LISTED ENTRIES →
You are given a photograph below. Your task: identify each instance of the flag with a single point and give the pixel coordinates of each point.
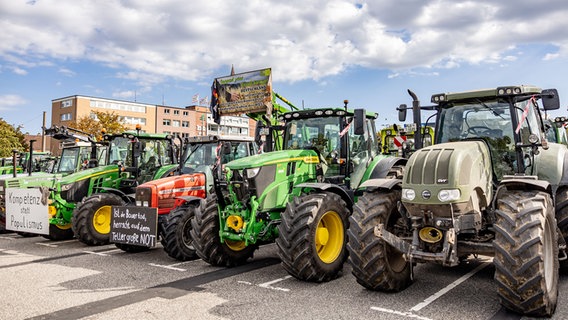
(214, 106)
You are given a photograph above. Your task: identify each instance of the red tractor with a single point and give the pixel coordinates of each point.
(172, 195)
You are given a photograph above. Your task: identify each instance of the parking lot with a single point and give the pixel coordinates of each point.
(44, 279)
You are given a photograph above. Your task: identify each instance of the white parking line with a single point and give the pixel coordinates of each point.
(400, 313)
(104, 253)
(47, 245)
(269, 284)
(170, 267)
(450, 287)
(55, 244)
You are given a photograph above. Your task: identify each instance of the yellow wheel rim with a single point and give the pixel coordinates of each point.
(64, 227)
(235, 245)
(329, 237)
(101, 220)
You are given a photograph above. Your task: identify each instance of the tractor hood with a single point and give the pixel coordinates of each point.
(89, 173)
(274, 157)
(451, 178)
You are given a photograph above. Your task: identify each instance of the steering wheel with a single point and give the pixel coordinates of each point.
(479, 130)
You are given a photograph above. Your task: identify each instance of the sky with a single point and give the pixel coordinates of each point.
(321, 52)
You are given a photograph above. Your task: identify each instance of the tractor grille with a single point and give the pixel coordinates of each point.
(430, 166)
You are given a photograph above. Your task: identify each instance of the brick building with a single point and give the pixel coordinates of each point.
(183, 121)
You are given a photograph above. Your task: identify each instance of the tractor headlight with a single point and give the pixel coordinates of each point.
(408, 194)
(252, 172)
(449, 195)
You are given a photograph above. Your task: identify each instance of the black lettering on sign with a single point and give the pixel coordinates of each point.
(134, 225)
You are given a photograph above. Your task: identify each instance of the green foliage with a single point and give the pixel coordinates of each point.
(109, 121)
(11, 138)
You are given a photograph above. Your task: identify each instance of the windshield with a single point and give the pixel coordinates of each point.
(319, 133)
(490, 120)
(69, 159)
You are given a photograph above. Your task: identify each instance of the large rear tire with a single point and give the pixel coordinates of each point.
(311, 240)
(91, 218)
(59, 233)
(178, 243)
(205, 235)
(526, 253)
(376, 264)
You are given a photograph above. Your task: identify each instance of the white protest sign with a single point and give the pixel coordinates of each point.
(26, 211)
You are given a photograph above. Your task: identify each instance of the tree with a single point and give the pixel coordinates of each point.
(10, 138)
(109, 121)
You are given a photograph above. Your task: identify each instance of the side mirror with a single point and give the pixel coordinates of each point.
(401, 112)
(550, 99)
(226, 149)
(359, 122)
(137, 148)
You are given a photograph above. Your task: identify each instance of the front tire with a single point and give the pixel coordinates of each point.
(59, 233)
(205, 235)
(91, 218)
(376, 264)
(311, 241)
(526, 253)
(178, 243)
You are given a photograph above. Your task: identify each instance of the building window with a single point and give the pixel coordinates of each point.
(66, 103)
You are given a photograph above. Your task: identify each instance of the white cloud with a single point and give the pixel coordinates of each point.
(11, 101)
(300, 40)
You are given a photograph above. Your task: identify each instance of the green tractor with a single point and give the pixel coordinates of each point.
(300, 196)
(490, 185)
(80, 203)
(556, 130)
(79, 150)
(27, 162)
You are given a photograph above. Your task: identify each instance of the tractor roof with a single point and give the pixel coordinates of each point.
(486, 94)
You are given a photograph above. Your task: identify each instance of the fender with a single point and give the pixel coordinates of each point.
(381, 183)
(519, 183)
(347, 195)
(381, 169)
(564, 180)
(187, 199)
(127, 198)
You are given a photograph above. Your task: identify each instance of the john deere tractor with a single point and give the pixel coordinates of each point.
(79, 151)
(173, 195)
(300, 196)
(82, 200)
(490, 185)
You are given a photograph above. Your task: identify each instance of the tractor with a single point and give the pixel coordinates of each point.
(399, 140)
(299, 196)
(556, 130)
(79, 203)
(490, 185)
(78, 148)
(174, 194)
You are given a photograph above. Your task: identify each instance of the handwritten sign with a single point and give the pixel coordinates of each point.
(247, 92)
(26, 210)
(134, 225)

WHAT YOU ARE ASKED TO DO →
Leave out every picture and copy the rest of the records exactly.

PROBLEM SOLUTION →
You are given a photograph below. Your task: identify each instance of the flag with a single point and give the pixel coordinates of each point.
(214, 106)
You are given a photograph above. Your task: identify each instance of the red tractor with a single point and give the pixel coordinates of each point.
(172, 195)
You are given a photograph above. Your task: identify each instance of the parking lot with a single point and give the pixel coordinates of each point.
(44, 279)
You are given a photograph above. Your task: identify each instance of the white parking line with a single point and give the pixel coordinates of each point.
(400, 313)
(104, 253)
(47, 245)
(269, 284)
(170, 267)
(450, 287)
(55, 244)
You are given a photograph above. Your task: identify each instance of the yellow wheel rim with a single point and give the pixel coordinates of each point.
(64, 227)
(235, 245)
(329, 237)
(101, 220)
You are given a photograph above. Your task: identify each instance of the tractor hood with a single point and give the pixel coordinates of each point.
(89, 173)
(274, 157)
(451, 178)
You are given a photograph above. Your task: identify each instance of the steering wheel with a single point and give the pixel coordinates of each point.
(479, 130)
You are given a photograph above. Your task: identify each instance of the sky with a single point and give the pixel coordinates of each point.
(321, 52)
You are given a photograph above. Your task: identify each instance of the tractor grille with a single point and give the pixel coordinates of each point.
(430, 166)
You are given a photograph above. Your task: identify each instance of the brick building with a single point and give the pixel coordinates of each point.
(183, 121)
You are given a photograph above. Your task: identify each instance of the tractor headlight with a single point and give the pixel coordinates of each point.
(408, 194)
(252, 172)
(449, 195)
You are given a photograph above. Your task: identify each instance of the black lettering on sign with a single point and give the pixel coordinates of each point.
(134, 225)
You are given a photograph above. Your task: identify each instance of the green foliage with a single point and give the pixel coordinates of each point.
(109, 121)
(11, 138)
You are given a photograph above. Your task: identify each instance of the windshield with a single point and give the pixel coordinates of each point.
(319, 133)
(490, 120)
(69, 159)
You are given a photograph above. Your task: identify each instance of the large rear tire with a single point and give the pixel coordinates of each point.
(311, 240)
(91, 218)
(59, 233)
(178, 243)
(205, 235)
(526, 253)
(376, 264)
You are given a photograph above. Your task: identify each instance of the white protest sign with a single point and give the pixel coordinates of each point.
(26, 211)
You are given a photograph above. Your task: identify each instance of the tree with a single point and give the pixel coordinates of each point.
(10, 138)
(109, 121)
You are given a photograph above. Your task: identify each instance of the side mirror with a single point and give the pixel coordinates of each point.
(401, 112)
(550, 99)
(226, 149)
(359, 122)
(137, 148)
You are given a photograph above. Your task: identify each instance of the front tire with a single point and give the pixel coordinates of each point.
(59, 233)
(205, 235)
(91, 218)
(376, 264)
(311, 241)
(526, 253)
(178, 243)
You are given a photograph above. Your task: identify each instance of the building window with a single point and give the pixel coordinates of each point.
(66, 103)
You are given a photograph above. Your task: identify each instance of the white cloud with a single point and give the pixel coordinates of each point.
(11, 101)
(300, 40)
You are given a photograph above. Your task: identify each instance of the green tractor with a single point and give the pixel coordinates of each point.
(300, 196)
(490, 185)
(80, 203)
(556, 130)
(79, 150)
(27, 162)
You are given a photograph above. Your task: identify each instance of the tractor roof with a single point and give the pixel coordinates of each point.
(486, 94)
You are given a photograph above. Your task: identify each instance of the fender with a single point and give the pixel coordinates of each point.
(381, 183)
(519, 183)
(347, 195)
(381, 169)
(564, 180)
(187, 199)
(127, 198)
You are given a photograph above. Your task: identify each instance of the john deere tractor with a single point and give the pixel coordinates of each point.
(79, 151)
(173, 195)
(300, 196)
(82, 200)
(490, 185)
You are given a photograph above. Your task: identify each instance of the tractor with a single point and give the pixel coordinates of each point.
(399, 140)
(299, 196)
(556, 130)
(79, 203)
(490, 185)
(78, 148)
(174, 194)
You are given a photograph above. Your task: identify each instance of the handwritten sign with a single point and give the pixel coordinates of each point.
(247, 92)
(26, 210)
(134, 225)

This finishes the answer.